**Exercise details:**
Please carry on the story of Mary Breckenridge's High Sierra crossing, starting right after its last line.

MONO PASS TRAIL — Mary Breckenridge crosses the High Sierra every year, with only her horse and two mules for company.
She always leaves in September, when heat still tents the Central Valley but cool mountain breezes stir silvery-green aspen leaves.
Higher up, the nights could be so cold that the water in her coffee pot turned rock-hard. It's happened. She kept going. Packing and unpacking 300 pounds of gear daily, making and breaking camp, starting her fire from twigs.
Reporter's notebook: Follow the journey
It made her feel thrillingly self-reliant. A true Western woman.
Except, now she's 64, and she's not sure she can do it anymore. Not alone.
Bucko Davis had sworn he was done with packing. He'd had enough of being so tired that he would unload a pile of gear from a mule, plop down on top of it and have people walk by without realizing there was a limp body beneath the cowboy hat pulled over his face.
Then Mary tracked him down. They've been friends for 30 years, since he was a packer and she was a cook on commercial High Sierra trips. She needs him as backup.
Once long ago, Bucko said he would never tell her "no." He agrees to the trip.
He's spent his whole life in these mountains. He loves how the junipers line up for sentry duty along the ridges, the way edible mushrooms pop out amid the damp undergrowth.
Maybe now he can know if they will ever let him leave in peace.
Climbing the ridge out of Lake Edison on the first morning of their trip, Bucko, a Mono Indian, points to a distant peak.
"My brother Henry's up there now," he says.
Mary was at Henry's all-night funeral powwow — the only non-Indian woman dancing and chanting beneath the stars and oaks. Henry had given her the eagle feather she wears on her black cowboy hat.
Bucko scattered his older brother's ashes on Volcanic Knob. The ashes of Henry's best friend were spread on the mountain across from his. "They were both ornery. You can still hear them hollering across at each other," Bucko says, referring to thunder.
The horses are as fidgety as children on the first day of school. Mary's favorite mule, Dixie, keeps trying to kick her pack-mate, Woody.
"Dixie, huh-nee, don't " Mary chides in her Bakersfield twang.

**Extracted data:**
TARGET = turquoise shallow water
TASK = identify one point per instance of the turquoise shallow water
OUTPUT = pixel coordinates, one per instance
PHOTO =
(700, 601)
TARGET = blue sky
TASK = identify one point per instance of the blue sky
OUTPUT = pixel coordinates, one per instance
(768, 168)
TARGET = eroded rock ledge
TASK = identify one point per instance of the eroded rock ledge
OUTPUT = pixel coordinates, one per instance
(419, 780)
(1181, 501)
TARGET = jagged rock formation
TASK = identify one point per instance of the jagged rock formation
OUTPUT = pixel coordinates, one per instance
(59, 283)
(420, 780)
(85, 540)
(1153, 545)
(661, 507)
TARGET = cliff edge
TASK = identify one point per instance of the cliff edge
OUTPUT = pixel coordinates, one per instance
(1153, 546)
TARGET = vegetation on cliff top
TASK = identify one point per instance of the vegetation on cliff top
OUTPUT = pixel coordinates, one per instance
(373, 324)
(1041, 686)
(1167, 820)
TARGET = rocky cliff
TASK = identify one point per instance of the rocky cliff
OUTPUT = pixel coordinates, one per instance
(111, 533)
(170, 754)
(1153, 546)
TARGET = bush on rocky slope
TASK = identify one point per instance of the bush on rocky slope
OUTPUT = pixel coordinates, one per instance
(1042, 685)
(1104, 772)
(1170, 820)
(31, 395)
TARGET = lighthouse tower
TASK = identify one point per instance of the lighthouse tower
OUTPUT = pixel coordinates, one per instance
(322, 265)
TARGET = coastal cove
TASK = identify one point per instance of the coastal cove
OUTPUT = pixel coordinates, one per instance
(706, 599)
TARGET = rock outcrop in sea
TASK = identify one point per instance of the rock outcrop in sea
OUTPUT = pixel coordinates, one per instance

**Expected answer:**
She's blond with broad shoulders and a broad smile. Bucko, gray showing in his dark ponytail, is small, lithe and tends to limit his expressions to his gray-blue eyes. Both have the rolling gait of people who've spent a lot of time on horseback.
The three-day ride will carry them over the 12,000-foot Mono Pass, one of the shorter routes Mary has traveled in the past. Bucko has ridden almost every Sierra trail but somehow never crossed over on this old Indian trading path. It runs through a vast wilderness area where, for hundreds of square miles, there are no paved roads.
By late afternoon, the clink of horseshoes climbing granite has settled to a steady beat. Volcanic Knob is far behind by the time they make camp.
Mary unpacks her mules, shaking from exhaustion as she lifts the heavy metal food containers. She doesn't call Bucko over, but says she's glad he's around.
"It would be a hell of a thing if I got out here alone and then found out I couldn't do it."
She ties her three animals to a line she rigs high between two trees, in a way that allows them to move without getting tangled up. She curries them, serves them dinner in nosebags and gives her horse, Surprise, a long hug, resting her face against his neck.
Mary rolls out her sleeping bag right next to them. She doesn't wear her hearing aid at night, depending on Surprise, Dixie and Woody to alert her to danger. She only uses a tent if it's freezing or raining hard.
The tremor she takes medication for has set in. Doctors have told her it's not the onset of Parkinson's or some other neurological disease, but it makes her arm and hand shake, like now. Her arthritic shoulder aches. Her face is flushed and damp.
She looks up at the mountains — fired with the pink and tangerine of alpenglow — and smiles.
"I just love this," she whispers.
Mary sleeps between a bag of Purina horse chow and a sizable alarm clock. She snores until it goes off at 8 a.m. It's a treat to sleep in.
Bucko leaves camp early and walks along a shimmering river. It's his chance to give thanks to Grandfather Mystery, who created Mother Earth. Bucko was raised by his grandmother, who picked berries, wove baskets and taught him the traditions he follows.
"Every day, I thank the Grandfather for another day of life and for my eyes to see it," he says with an intensity that belies his mosey-along demeanor.
He's 52. "But I'm old before my time," he says.
His liver is damaged. He drank hard for many years — even though he knew that Native Americans often lack an enzyme to process alcohol. Even though he'd seen what it had done to Henry.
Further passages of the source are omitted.